→ TASK DETAILS: Leave the pictures out and transcribe every record exactly.

(Rows from a box labeling dataset)
_ _ _ _

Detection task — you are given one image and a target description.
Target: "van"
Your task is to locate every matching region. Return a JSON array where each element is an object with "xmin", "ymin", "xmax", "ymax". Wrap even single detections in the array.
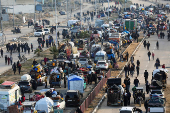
[
  {"xmin": 0, "ymin": 81, "xmax": 21, "ymax": 111},
  {"xmin": 65, "ymin": 90, "xmax": 81, "ymax": 107},
  {"xmin": 94, "ymin": 50, "xmax": 108, "ymax": 63}
]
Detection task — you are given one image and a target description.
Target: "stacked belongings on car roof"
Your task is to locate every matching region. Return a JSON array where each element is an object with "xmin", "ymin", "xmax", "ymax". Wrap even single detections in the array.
[
  {"xmin": 49, "ymin": 67, "xmax": 61, "ymax": 88},
  {"xmin": 30, "ymin": 64, "xmax": 44, "ymax": 83}
]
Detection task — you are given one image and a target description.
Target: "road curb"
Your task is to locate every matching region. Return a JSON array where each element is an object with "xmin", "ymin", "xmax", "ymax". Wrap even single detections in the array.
[
  {"xmin": 117, "ymin": 37, "xmax": 146, "ymax": 78},
  {"xmin": 92, "ymin": 37, "xmax": 146, "ymax": 113},
  {"xmin": 92, "ymin": 93, "xmax": 107, "ymax": 113}
]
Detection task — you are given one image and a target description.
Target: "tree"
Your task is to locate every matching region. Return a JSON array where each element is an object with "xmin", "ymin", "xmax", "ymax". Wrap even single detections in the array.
[
  {"xmin": 50, "ymin": 46, "xmax": 58, "ymax": 59},
  {"xmin": 34, "ymin": 48, "xmax": 42, "ymax": 57}
]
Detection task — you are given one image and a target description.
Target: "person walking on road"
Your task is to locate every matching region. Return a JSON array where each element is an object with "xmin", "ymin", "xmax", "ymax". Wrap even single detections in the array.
[
  {"xmin": 126, "ymin": 90, "xmax": 131, "ymax": 105},
  {"xmin": 57, "ymin": 31, "xmax": 60, "ymax": 39},
  {"xmin": 156, "ymin": 41, "xmax": 159, "ymax": 49},
  {"xmin": 126, "ymin": 52, "xmax": 129, "ymax": 61},
  {"xmin": 148, "ymin": 51, "xmax": 151, "ymax": 61},
  {"xmin": 134, "ymin": 77, "xmax": 140, "ymax": 87},
  {"xmin": 144, "ymin": 70, "xmax": 149, "ymax": 83},
  {"xmin": 147, "ymin": 41, "xmax": 150, "ymax": 50},
  {"xmin": 7, "ymin": 57, "xmax": 10, "ymax": 65},
  {"xmin": 10, "ymin": 56, "xmax": 13, "ymax": 65},
  {"xmin": 152, "ymin": 52, "xmax": 155, "ymax": 60},
  {"xmin": 124, "ymin": 76, "xmax": 130, "ymax": 90},
  {"xmin": 31, "ymin": 43, "xmax": 33, "ymax": 52},
  {"xmin": 124, "ymin": 65, "xmax": 128, "ymax": 77},
  {"xmin": 1, "ymin": 48, "xmax": 3, "ymax": 58},
  {"xmin": 136, "ymin": 60, "xmax": 140, "ymax": 66},
  {"xmin": 12, "ymin": 62, "xmax": 17, "ymax": 75},
  {"xmin": 144, "ymin": 100, "xmax": 148, "ymax": 113},
  {"xmin": 136, "ymin": 65, "xmax": 140, "ymax": 76},
  {"xmin": 18, "ymin": 63, "xmax": 22, "ymax": 75},
  {"xmin": 143, "ymin": 40, "xmax": 146, "ymax": 48},
  {"xmin": 130, "ymin": 65, "xmax": 135, "ymax": 77}
]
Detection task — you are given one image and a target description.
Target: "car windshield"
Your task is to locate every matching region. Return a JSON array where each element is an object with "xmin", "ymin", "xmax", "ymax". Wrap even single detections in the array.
[
  {"xmin": 80, "ymin": 59, "xmax": 86, "ymax": 61},
  {"xmin": 97, "ymin": 62, "xmax": 106, "ymax": 64},
  {"xmin": 66, "ymin": 92, "xmax": 77, "ymax": 98},
  {"xmin": 19, "ymin": 82, "xmax": 29, "ymax": 85},
  {"xmin": 36, "ymin": 30, "xmax": 42, "ymax": 32},
  {"xmin": 120, "ymin": 111, "xmax": 132, "ymax": 113},
  {"xmin": 151, "ymin": 91, "xmax": 162, "ymax": 94}
]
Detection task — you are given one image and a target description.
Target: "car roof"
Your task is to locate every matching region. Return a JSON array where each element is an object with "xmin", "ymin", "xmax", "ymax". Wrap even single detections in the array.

_ _ _ _

→ FINISHED ANSWER:
Detection task — you are given one image and a target description.
Target: "van"
Your task is to locate every matching region. Return a JSON array where each element is an object with "xmin", "ymin", "xmax", "ymax". Wrap even single detections in the array.
[
  {"xmin": 0, "ymin": 81, "xmax": 21, "ymax": 111},
  {"xmin": 65, "ymin": 90, "xmax": 81, "ymax": 107},
  {"xmin": 94, "ymin": 50, "xmax": 108, "ymax": 63}
]
Detection task — you are given one image and a target description.
Target: "stacked belongings on car roof"
Your task is to locate every matching region. Return a JSON array where each element is an object with "xmin", "ymin", "xmax", "ymax". Wrap even single detections in the array.
[
  {"xmin": 49, "ymin": 67, "xmax": 61, "ymax": 88},
  {"xmin": 30, "ymin": 64, "xmax": 44, "ymax": 83}
]
Detection task — you are given one image and a target description.
Target: "road curb"
Your task is to locate every matching region. Return a JSON array where each element is an object with "xmin", "ymin", "xmax", "ymax". Wrap even single detections in the array.
[
  {"xmin": 117, "ymin": 37, "xmax": 146, "ymax": 78},
  {"xmin": 92, "ymin": 37, "xmax": 146, "ymax": 113},
  {"xmin": 92, "ymin": 93, "xmax": 107, "ymax": 113}
]
Detection task — you are given one image and a target description.
Target: "tree"
Your task is to locate every matching region. Return a JSON array where each element is an object with "xmin", "ymin", "xmax", "ymax". Wrap even single detections in the array.
[
  {"xmin": 50, "ymin": 46, "xmax": 58, "ymax": 59},
  {"xmin": 34, "ymin": 48, "xmax": 42, "ymax": 57}
]
Detection task — you are given one image and a target description.
Target: "person walking on road"
Your task is to locate every matching region. Return a JSON array where each element is an object with "xmin", "ymin", "xmax", "ymax". Wrap even single detections in the array.
[
  {"xmin": 126, "ymin": 90, "xmax": 131, "ymax": 105},
  {"xmin": 57, "ymin": 31, "xmax": 60, "ymax": 39},
  {"xmin": 156, "ymin": 41, "xmax": 159, "ymax": 49},
  {"xmin": 126, "ymin": 52, "xmax": 129, "ymax": 61},
  {"xmin": 148, "ymin": 51, "xmax": 151, "ymax": 61},
  {"xmin": 134, "ymin": 77, "xmax": 140, "ymax": 87},
  {"xmin": 144, "ymin": 70, "xmax": 149, "ymax": 83},
  {"xmin": 147, "ymin": 41, "xmax": 150, "ymax": 50},
  {"xmin": 7, "ymin": 57, "xmax": 10, "ymax": 65},
  {"xmin": 10, "ymin": 56, "xmax": 13, "ymax": 65},
  {"xmin": 152, "ymin": 52, "xmax": 155, "ymax": 60},
  {"xmin": 124, "ymin": 76, "xmax": 130, "ymax": 90},
  {"xmin": 31, "ymin": 43, "xmax": 33, "ymax": 52},
  {"xmin": 124, "ymin": 65, "xmax": 128, "ymax": 77},
  {"xmin": 1, "ymin": 48, "xmax": 3, "ymax": 58},
  {"xmin": 136, "ymin": 60, "xmax": 140, "ymax": 66},
  {"xmin": 12, "ymin": 62, "xmax": 17, "ymax": 75},
  {"xmin": 144, "ymin": 100, "xmax": 148, "ymax": 113},
  {"xmin": 136, "ymin": 65, "xmax": 140, "ymax": 76},
  {"xmin": 18, "ymin": 63, "xmax": 22, "ymax": 75},
  {"xmin": 143, "ymin": 40, "xmax": 146, "ymax": 48},
  {"xmin": 130, "ymin": 65, "xmax": 135, "ymax": 77}
]
Detection task — you are given one image and a target description.
Target: "car windshield"
Your task is to locate every matching region. Return a JSON array where each element is an object with "xmin", "ymin", "xmax", "ymax". Wrap even single detections in the array.
[
  {"xmin": 80, "ymin": 59, "xmax": 86, "ymax": 61},
  {"xmin": 97, "ymin": 62, "xmax": 106, "ymax": 64},
  {"xmin": 66, "ymin": 92, "xmax": 77, "ymax": 98},
  {"xmin": 19, "ymin": 82, "xmax": 29, "ymax": 85},
  {"xmin": 36, "ymin": 30, "xmax": 42, "ymax": 32},
  {"xmin": 120, "ymin": 111, "xmax": 132, "ymax": 113},
  {"xmin": 151, "ymin": 91, "xmax": 162, "ymax": 94}
]
Detection task — you are given one image and a target description.
Target: "car roof"
Your task is to locate every matching region. Return a JSON array where each element is an object with "xmin", "ymin", "xmax", "ymax". Wrap even single detections in the array.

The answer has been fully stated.